▶ _STATED EXERCISE_
Can you format every line of the items below as a numbered list, leaving out the blank lines?
══ DATA EXTRACT ══
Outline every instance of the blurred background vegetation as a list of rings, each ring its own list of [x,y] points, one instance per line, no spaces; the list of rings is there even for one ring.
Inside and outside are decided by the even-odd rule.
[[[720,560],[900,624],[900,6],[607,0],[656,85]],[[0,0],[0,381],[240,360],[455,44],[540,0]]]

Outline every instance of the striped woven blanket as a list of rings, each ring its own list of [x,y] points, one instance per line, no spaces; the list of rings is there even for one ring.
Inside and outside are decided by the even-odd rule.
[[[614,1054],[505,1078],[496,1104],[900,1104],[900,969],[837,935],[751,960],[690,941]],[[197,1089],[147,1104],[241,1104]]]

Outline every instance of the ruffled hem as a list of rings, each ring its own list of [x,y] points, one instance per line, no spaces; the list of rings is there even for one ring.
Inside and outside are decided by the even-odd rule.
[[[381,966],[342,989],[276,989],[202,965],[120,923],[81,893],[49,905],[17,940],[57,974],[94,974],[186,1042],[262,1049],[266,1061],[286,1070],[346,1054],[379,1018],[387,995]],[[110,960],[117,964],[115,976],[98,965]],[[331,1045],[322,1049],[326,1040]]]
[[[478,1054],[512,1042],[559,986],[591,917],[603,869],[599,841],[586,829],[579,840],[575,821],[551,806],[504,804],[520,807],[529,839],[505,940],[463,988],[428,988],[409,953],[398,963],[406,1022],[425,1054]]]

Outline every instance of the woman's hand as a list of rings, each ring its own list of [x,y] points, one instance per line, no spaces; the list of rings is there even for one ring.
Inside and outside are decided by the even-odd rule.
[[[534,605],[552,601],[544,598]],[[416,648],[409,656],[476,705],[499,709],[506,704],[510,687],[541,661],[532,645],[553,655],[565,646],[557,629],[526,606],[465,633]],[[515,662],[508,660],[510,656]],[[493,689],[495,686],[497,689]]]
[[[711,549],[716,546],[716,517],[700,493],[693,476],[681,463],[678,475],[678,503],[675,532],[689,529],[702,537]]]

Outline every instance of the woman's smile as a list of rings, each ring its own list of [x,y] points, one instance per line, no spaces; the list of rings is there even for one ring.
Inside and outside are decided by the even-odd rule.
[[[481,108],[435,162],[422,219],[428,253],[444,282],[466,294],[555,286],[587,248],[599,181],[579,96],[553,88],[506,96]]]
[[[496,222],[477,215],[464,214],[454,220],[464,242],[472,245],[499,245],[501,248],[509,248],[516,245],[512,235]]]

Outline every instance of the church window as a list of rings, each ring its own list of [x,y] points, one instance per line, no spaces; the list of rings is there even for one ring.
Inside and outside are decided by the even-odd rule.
═══
▶ _SOLUTION FOR THIS EXERCISE_
1. Outline every instance of the blurred background vegetation as a list of rings, each ring its own list of [x,y] points, one instance per line, no spaces; the list of rings is there even for one ring.
2. Inside and outside are decided by the even-odd rule.
3. [[[720,560],[900,624],[900,6],[607,0],[656,85]],[[0,0],[0,381],[240,360],[455,44],[540,0]]]
4. Outline every instance of the striped woven blanket as a list of rings, each ring its own list of [x,y] points, one instance per line, no spaces; the list of rings is there even for one ring.
5. Inside and outside are decided by the even-odd rule.
6. [[[614,1054],[505,1078],[496,1104],[900,1104],[900,969],[837,935],[751,960],[690,941]],[[197,1089],[147,1104],[241,1104]]]
7. Outline every instance of the ruffled hem as a list of rings, each ring its own list of [x,y] points, one instance per line, no spaces; the list of rings is there even for one ring.
8. Inside and outside are decided by the even-odd rule.
9. [[[381,966],[342,989],[276,989],[202,965],[120,923],[81,893],[49,905],[17,940],[57,974],[94,974],[186,1042],[262,1049],[266,1061],[286,1070],[346,1054],[379,1018],[387,995]],[[110,960],[117,964],[115,976],[98,965]],[[331,1045],[322,1049],[326,1040]]]
10. [[[478,1054],[512,1042],[559,986],[591,917],[603,869],[599,841],[586,829],[579,840],[575,821],[551,806],[504,804],[520,807],[529,839],[505,940],[463,988],[428,988],[409,953],[398,963],[406,1022],[425,1054]]]
11. Outline every instance of the woman's hand as a list of rings, each ring its own list of [x,y] points, one instance per line, no spaces; the list of rings is there even for one ring.
12. Inside and outside are decided by the even-odd rule.
13. [[[534,605],[552,601],[544,598]],[[416,648],[409,656],[476,705],[499,709],[506,704],[510,687],[541,661],[532,645],[553,655],[565,646],[557,629],[526,606],[465,633]],[[515,662],[508,660],[510,656]],[[493,689],[495,686],[497,689]]]
14. [[[711,549],[716,546],[716,517],[700,493],[693,476],[681,463],[678,475],[678,503],[675,532],[689,529],[702,537]]]
15. Outline every instance of the woman's smile as a list of rings, each ring its own list of [x,y] points, one instance per line, no spaces; the list of rings is there even for one ring.
16. Inside and outside are decided by the even-odd rule.
17. [[[481,108],[435,162],[422,219],[428,253],[444,282],[466,294],[555,286],[587,248],[599,181],[579,96],[553,88],[506,96]]]
18. [[[496,222],[477,215],[464,214],[454,220],[464,242],[472,245],[499,245],[501,248],[509,248],[516,245],[512,235]]]
19. Outline every instance of the church window as a list of rings, each ring its own list of [x,y] points, one instance per line, no spaces; the list of rings is there even for one ring.
20. Inside and outside are decided by the even-odd rule.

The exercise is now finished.